**WORK TO COMPLETE**
Exactly as given, write out the lines from the one containing "For practice, label the red" through the end of the listing, with both ends included and nothing else.

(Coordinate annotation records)
----

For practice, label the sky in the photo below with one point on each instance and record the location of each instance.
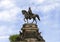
(11, 18)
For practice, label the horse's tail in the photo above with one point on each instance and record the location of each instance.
(38, 17)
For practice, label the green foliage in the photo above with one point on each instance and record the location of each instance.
(13, 38)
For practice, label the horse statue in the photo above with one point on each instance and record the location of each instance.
(30, 16)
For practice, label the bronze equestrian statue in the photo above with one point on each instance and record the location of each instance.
(29, 15)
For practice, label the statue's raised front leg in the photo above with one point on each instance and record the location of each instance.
(24, 19)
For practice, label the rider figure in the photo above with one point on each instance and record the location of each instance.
(30, 12)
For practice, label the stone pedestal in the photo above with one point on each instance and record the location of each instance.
(30, 33)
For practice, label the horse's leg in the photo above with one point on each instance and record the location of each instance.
(35, 21)
(24, 19)
(27, 20)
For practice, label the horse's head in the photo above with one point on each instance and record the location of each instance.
(24, 12)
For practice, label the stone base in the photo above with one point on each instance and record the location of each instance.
(30, 33)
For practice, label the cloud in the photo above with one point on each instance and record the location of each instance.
(9, 11)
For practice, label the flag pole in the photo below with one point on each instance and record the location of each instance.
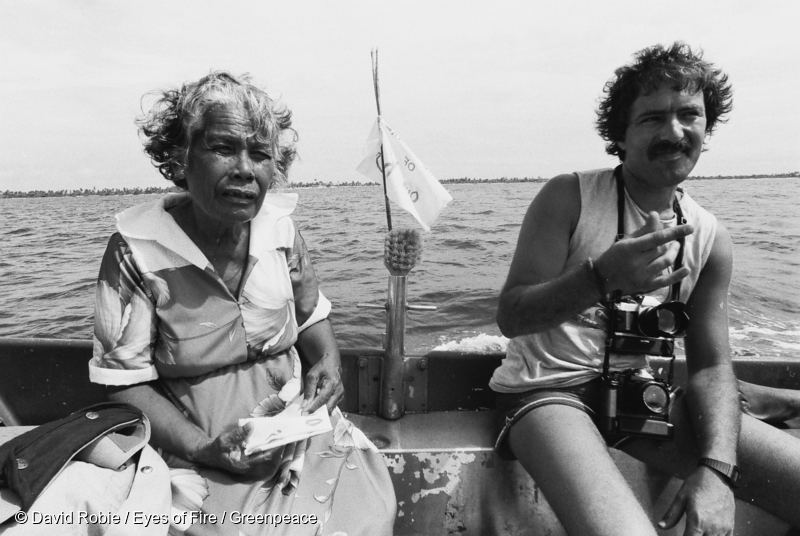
(374, 54)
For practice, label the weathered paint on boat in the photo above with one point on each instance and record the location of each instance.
(446, 476)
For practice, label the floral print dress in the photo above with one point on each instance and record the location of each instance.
(163, 314)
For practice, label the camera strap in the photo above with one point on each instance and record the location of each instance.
(675, 289)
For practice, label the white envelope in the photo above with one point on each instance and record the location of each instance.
(286, 427)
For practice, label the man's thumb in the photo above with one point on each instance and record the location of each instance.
(652, 223)
(673, 515)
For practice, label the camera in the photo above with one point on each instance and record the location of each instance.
(633, 404)
(641, 325)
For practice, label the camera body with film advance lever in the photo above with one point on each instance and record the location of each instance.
(633, 404)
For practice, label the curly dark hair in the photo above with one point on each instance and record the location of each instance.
(179, 114)
(678, 66)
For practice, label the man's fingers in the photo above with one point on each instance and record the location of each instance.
(668, 280)
(662, 237)
(333, 401)
(311, 382)
(673, 515)
(652, 223)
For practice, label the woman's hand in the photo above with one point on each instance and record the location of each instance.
(323, 384)
(227, 452)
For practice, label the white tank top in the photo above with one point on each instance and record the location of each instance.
(573, 352)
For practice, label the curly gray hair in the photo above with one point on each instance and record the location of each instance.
(178, 114)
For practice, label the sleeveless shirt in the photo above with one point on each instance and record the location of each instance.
(573, 352)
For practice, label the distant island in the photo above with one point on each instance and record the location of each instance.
(319, 184)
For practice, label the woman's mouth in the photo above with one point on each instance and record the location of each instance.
(239, 196)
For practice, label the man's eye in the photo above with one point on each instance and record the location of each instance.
(222, 149)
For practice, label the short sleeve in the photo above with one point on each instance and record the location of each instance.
(311, 306)
(124, 321)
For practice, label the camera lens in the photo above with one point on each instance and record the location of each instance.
(655, 398)
(666, 321)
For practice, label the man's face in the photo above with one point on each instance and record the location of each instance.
(665, 136)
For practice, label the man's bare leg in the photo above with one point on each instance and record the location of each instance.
(769, 403)
(769, 460)
(568, 459)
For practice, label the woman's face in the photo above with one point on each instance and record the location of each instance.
(228, 171)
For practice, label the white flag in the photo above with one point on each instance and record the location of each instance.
(408, 182)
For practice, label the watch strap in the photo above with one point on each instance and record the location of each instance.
(730, 472)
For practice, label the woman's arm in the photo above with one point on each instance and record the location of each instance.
(170, 429)
(173, 432)
(323, 384)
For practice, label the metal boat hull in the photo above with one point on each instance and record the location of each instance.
(446, 476)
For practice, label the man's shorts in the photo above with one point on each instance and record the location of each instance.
(511, 407)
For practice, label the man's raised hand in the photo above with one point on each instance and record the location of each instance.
(637, 264)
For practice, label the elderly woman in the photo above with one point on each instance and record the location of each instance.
(207, 308)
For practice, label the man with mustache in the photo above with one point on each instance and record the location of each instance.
(588, 240)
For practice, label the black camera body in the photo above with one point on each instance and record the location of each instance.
(644, 329)
(632, 404)
(637, 406)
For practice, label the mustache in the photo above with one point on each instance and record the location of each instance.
(666, 147)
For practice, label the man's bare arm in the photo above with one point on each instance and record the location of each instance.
(539, 294)
(705, 496)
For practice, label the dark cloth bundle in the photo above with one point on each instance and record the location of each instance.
(106, 434)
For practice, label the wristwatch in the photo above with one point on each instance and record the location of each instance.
(730, 472)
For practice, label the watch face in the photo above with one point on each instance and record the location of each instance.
(731, 472)
(736, 476)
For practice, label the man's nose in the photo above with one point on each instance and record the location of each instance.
(673, 129)
(245, 167)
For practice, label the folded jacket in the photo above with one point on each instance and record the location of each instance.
(108, 434)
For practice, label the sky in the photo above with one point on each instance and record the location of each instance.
(476, 89)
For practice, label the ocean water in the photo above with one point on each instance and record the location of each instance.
(50, 250)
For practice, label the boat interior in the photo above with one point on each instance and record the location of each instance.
(438, 443)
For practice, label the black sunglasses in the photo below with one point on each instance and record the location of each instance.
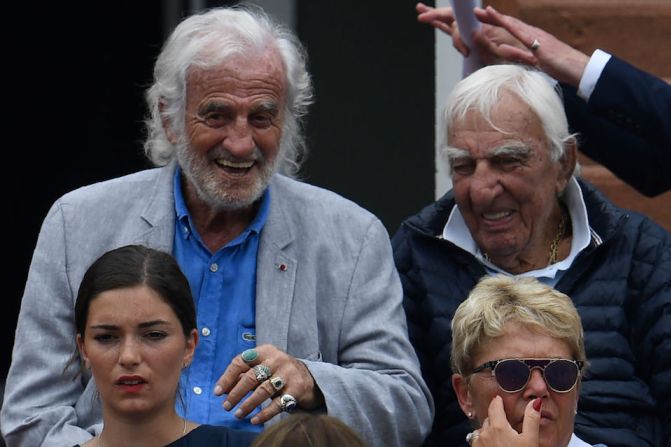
(512, 375)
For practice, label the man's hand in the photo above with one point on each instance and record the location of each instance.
(287, 375)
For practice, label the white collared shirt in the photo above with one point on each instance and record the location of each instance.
(457, 232)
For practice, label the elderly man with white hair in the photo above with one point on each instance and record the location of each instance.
(518, 208)
(299, 305)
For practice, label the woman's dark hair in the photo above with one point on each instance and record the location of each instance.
(136, 265)
(315, 430)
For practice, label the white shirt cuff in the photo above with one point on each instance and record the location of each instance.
(592, 73)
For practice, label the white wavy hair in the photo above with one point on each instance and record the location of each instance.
(208, 39)
(481, 91)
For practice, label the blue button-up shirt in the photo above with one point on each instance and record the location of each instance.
(224, 291)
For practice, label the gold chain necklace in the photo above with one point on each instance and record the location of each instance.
(101, 435)
(554, 246)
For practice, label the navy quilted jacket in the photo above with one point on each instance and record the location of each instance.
(620, 285)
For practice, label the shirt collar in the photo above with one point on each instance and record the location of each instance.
(184, 217)
(456, 231)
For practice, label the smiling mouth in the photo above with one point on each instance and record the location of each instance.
(496, 216)
(234, 164)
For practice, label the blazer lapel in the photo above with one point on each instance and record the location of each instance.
(275, 276)
(159, 213)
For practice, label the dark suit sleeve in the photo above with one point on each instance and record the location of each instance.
(626, 125)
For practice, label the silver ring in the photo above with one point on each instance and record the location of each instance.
(277, 382)
(262, 372)
(288, 403)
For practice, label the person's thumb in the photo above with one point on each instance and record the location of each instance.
(532, 421)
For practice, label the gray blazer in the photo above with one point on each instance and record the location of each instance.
(337, 306)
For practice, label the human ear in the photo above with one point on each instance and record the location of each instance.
(167, 124)
(460, 385)
(82, 351)
(567, 164)
(191, 343)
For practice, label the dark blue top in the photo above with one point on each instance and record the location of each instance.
(213, 436)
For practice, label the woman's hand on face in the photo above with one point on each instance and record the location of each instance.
(497, 432)
(295, 380)
(489, 39)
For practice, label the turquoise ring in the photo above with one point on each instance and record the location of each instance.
(249, 355)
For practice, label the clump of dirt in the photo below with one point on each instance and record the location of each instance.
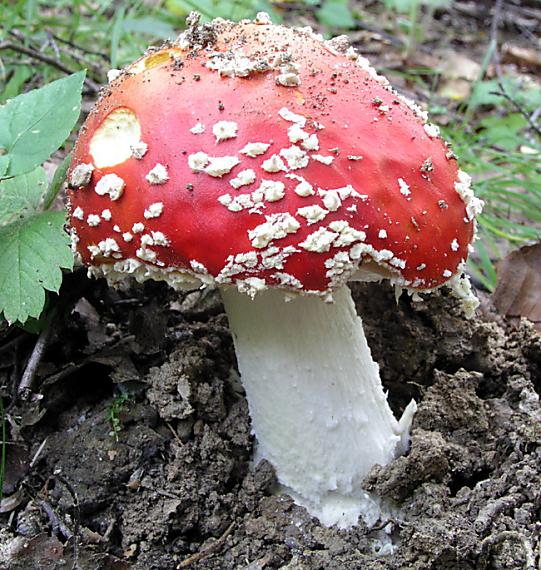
(137, 455)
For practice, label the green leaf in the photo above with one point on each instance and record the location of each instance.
(150, 26)
(17, 80)
(336, 14)
(21, 196)
(32, 253)
(35, 124)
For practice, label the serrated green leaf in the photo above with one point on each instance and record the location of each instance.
(57, 181)
(35, 124)
(21, 196)
(32, 253)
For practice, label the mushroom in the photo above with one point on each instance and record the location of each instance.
(278, 166)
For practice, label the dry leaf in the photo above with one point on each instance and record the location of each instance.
(518, 293)
(458, 73)
(525, 57)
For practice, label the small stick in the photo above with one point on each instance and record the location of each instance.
(209, 550)
(46, 59)
(76, 520)
(24, 390)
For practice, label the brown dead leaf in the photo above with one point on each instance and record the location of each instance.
(522, 56)
(518, 293)
(8, 504)
(41, 551)
(458, 72)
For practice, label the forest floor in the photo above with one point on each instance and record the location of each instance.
(134, 452)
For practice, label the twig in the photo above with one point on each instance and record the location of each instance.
(57, 526)
(208, 550)
(518, 107)
(34, 54)
(494, 33)
(76, 520)
(78, 47)
(37, 454)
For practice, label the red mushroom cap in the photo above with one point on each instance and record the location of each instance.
(264, 156)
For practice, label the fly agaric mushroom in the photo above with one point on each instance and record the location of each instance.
(278, 166)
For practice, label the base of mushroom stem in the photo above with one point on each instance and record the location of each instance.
(318, 408)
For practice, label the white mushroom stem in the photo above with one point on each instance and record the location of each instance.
(318, 408)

----

**SOLUTION FOR THIS PROBLEM**
For practice, label the red mushroom cap in the photo above with one point on each instance and record the location of each instance.
(264, 156)
For practice, label the fly agaric mushroom in the photo above with one point on each instance and record the location of each instance.
(278, 166)
For practice, label the base of mushroom stem in the photo above with one point on each instance and record the location of each instance.
(318, 408)
For practice, label the white mushroom stem in the photo above with one point on each instance and record the location of each instance.
(318, 408)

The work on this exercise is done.